>> Begin

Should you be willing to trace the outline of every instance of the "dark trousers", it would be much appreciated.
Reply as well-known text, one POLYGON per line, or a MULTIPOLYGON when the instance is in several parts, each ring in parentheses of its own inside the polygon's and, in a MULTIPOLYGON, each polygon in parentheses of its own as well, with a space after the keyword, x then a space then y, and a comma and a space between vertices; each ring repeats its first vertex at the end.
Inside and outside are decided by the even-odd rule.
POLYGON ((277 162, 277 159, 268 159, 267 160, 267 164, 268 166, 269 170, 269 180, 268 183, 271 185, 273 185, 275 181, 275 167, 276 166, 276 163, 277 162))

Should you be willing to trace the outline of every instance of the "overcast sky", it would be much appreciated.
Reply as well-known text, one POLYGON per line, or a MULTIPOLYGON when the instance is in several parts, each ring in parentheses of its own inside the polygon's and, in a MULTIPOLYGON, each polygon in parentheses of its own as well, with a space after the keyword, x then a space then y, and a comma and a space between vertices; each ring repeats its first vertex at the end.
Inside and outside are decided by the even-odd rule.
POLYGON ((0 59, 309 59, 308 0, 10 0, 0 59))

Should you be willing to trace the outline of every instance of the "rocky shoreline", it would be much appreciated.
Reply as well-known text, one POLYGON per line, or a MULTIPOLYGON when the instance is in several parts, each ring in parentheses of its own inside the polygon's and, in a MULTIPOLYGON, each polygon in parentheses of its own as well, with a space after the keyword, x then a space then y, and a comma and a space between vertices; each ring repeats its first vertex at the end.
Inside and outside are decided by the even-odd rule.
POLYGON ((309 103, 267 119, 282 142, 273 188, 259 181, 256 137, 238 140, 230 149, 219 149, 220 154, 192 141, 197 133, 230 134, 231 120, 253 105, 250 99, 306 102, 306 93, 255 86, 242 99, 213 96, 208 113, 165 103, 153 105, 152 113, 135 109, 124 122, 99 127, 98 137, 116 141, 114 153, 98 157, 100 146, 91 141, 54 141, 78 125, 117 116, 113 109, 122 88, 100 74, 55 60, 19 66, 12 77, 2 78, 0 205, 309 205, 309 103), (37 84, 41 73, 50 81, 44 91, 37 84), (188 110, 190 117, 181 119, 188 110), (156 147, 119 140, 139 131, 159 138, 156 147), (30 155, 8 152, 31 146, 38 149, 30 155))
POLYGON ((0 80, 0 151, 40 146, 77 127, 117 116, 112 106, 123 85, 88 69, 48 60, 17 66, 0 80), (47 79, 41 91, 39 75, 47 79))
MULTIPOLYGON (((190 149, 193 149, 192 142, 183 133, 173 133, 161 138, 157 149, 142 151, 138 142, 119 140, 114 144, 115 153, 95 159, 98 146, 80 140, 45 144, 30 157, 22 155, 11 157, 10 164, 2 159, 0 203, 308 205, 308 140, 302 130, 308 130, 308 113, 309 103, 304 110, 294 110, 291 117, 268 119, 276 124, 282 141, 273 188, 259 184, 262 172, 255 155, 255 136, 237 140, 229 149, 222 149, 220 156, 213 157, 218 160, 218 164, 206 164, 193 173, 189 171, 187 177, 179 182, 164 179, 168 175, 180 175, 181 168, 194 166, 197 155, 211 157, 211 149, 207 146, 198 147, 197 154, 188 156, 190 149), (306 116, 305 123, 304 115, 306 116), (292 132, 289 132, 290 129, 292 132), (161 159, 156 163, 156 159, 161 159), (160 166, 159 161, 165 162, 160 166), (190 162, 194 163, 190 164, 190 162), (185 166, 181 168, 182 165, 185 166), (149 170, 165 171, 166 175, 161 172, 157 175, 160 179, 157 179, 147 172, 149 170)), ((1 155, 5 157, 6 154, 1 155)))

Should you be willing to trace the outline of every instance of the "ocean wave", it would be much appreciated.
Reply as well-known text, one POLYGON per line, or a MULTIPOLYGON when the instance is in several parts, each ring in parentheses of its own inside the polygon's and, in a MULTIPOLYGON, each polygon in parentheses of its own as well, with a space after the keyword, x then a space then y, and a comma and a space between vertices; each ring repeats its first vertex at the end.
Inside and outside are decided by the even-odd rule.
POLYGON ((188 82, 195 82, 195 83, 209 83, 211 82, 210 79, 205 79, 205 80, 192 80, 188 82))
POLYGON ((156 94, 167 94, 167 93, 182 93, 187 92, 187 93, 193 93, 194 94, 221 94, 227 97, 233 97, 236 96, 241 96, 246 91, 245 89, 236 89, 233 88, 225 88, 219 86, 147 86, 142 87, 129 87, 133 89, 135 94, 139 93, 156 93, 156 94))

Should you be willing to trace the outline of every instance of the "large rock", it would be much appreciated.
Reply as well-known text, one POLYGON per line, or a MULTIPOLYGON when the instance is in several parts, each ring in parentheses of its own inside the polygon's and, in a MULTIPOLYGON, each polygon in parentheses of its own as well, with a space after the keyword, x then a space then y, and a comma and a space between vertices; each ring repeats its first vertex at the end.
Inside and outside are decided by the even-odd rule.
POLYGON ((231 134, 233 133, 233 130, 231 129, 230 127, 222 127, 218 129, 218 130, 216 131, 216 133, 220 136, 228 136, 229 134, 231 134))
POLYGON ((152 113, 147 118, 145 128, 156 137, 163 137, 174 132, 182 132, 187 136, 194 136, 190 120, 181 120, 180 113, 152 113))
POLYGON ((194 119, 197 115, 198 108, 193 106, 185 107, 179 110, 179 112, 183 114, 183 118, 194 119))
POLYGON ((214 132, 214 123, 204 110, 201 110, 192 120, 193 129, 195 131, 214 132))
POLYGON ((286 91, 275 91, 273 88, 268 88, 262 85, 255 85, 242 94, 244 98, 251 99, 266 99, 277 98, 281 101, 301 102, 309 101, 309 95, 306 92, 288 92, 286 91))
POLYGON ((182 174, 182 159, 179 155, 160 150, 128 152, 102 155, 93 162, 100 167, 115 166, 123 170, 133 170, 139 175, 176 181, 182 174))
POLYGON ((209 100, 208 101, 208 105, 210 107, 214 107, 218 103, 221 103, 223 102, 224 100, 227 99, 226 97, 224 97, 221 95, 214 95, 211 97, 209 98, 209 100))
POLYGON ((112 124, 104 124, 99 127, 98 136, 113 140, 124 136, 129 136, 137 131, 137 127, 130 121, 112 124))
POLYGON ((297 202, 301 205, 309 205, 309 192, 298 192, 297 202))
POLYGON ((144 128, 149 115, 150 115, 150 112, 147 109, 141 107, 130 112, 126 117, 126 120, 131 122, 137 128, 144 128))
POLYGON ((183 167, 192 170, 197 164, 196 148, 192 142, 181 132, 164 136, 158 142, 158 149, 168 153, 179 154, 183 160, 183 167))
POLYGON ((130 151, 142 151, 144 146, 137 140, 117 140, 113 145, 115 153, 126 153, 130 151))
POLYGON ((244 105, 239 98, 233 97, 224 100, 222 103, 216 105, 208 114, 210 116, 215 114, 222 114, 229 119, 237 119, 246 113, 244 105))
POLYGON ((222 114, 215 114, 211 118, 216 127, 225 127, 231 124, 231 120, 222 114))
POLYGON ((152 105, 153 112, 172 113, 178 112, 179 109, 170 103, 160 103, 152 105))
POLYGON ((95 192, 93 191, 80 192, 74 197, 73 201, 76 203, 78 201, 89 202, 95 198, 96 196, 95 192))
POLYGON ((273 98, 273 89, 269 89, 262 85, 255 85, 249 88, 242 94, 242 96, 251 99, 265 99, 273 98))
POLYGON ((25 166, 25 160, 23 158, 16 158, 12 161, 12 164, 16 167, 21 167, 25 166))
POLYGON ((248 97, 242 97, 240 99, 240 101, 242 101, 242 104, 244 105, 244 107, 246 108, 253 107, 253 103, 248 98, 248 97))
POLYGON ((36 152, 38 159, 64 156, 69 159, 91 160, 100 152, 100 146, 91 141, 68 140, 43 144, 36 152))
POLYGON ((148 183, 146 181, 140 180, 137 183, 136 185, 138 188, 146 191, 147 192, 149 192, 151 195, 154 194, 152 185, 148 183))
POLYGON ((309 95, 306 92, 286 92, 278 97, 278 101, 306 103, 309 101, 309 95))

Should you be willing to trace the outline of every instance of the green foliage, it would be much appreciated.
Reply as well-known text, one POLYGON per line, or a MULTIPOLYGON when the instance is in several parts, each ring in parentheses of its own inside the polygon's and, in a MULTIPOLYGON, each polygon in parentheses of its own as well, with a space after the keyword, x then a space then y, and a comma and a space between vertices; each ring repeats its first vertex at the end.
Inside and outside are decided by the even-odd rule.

>> End

DESCRIPTION OF THE TASK
Reproduce the data above, starting at the very beginning and ending with the line that contains "POLYGON ((277 162, 277".

SOLUTION TO THE EXERCISE
Should you be willing to trace the outline of every instance of the "dark trousers", it would be much appreciated.
Reply as well-known text, one POLYGON per line, or a MULTIPOLYGON when the instance is in several parts, each ring in parentheses of its own inside the polygon's and, in a MULTIPOLYGON, each polygon in parentheses of its own as well, with a space after the keyword, x then a space then y, and a comma and a space between vertices; each ring repeats its first vertex at the end.
Inside and outside are decided by the even-odd rule.
POLYGON ((277 162, 277 159, 268 159, 267 160, 267 164, 268 166, 269 170, 269 180, 268 183, 271 185, 273 185, 275 181, 275 167, 276 166, 276 163, 277 162))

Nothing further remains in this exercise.